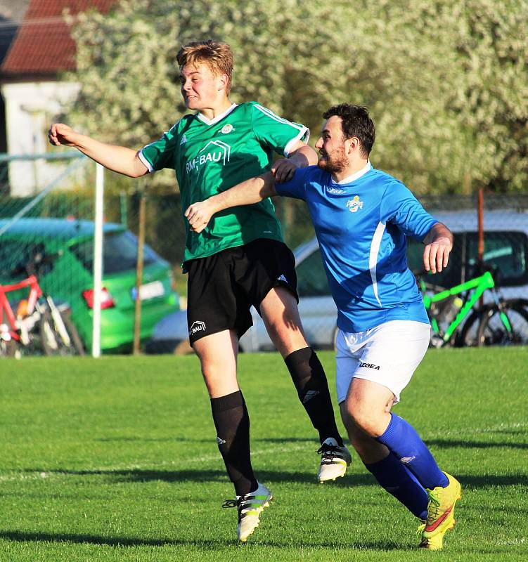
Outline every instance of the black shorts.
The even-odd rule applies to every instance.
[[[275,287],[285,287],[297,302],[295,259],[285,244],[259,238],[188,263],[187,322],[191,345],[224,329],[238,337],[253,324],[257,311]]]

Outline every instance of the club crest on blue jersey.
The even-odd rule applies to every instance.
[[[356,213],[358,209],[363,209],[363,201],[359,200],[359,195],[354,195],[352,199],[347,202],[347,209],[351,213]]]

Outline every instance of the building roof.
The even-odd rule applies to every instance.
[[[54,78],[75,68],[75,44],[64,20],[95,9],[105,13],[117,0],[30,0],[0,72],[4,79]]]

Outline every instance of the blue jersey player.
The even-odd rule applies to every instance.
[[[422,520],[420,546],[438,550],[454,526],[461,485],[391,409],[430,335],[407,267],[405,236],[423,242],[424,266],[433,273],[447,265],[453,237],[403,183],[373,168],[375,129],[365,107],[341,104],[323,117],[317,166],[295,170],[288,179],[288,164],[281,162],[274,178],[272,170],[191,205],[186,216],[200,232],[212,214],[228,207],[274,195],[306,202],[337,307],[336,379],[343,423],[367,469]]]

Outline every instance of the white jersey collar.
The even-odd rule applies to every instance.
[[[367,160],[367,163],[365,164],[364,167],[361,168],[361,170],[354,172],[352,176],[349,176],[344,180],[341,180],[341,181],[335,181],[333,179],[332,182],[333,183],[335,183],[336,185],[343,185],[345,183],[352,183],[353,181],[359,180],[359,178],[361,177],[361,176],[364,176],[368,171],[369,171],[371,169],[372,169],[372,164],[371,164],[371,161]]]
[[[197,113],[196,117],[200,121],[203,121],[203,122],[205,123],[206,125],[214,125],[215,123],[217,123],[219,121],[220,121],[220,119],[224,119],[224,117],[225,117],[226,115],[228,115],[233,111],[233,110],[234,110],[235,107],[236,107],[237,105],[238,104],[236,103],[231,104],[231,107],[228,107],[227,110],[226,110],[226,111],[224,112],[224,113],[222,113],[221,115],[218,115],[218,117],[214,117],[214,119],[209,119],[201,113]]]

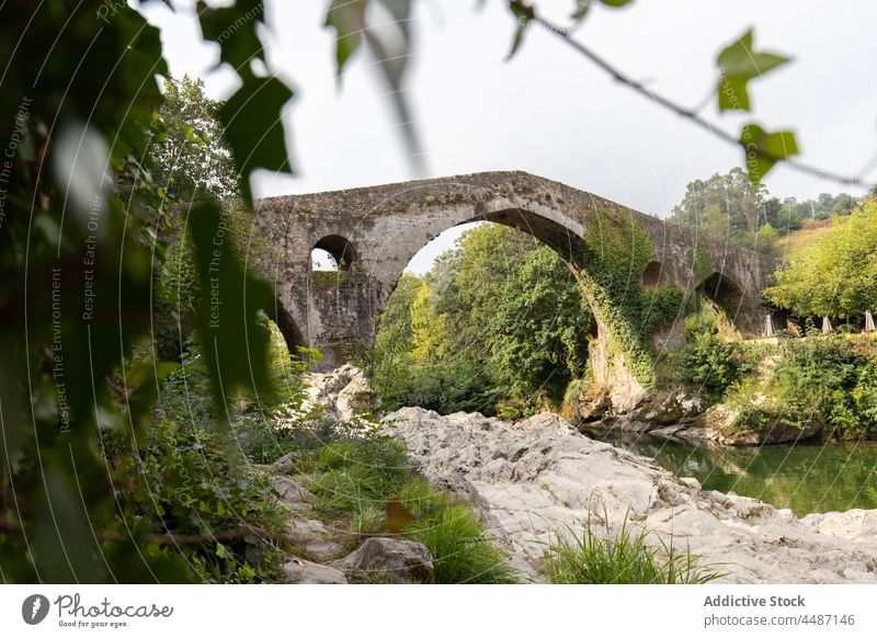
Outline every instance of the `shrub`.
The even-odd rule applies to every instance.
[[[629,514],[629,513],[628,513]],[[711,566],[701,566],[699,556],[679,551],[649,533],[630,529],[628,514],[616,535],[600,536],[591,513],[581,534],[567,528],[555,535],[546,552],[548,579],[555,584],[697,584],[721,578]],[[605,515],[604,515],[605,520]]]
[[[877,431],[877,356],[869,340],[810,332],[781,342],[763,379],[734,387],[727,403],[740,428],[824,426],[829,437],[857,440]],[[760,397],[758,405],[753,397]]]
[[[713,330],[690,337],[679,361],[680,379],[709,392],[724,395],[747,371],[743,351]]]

....

Exercise requirements: Locate each line in the rows above that contains the word "Outline", and copy every such line in full.

Exercise solution:
Outline every instance of the black shorts.
Outline every instance of the club crest on blue jersey.
Outline every instance of the building roof.
Outline every instance of the blue jersey player.
Outline every instance of the white jersey collar.
Outline every instance of the `shrub`.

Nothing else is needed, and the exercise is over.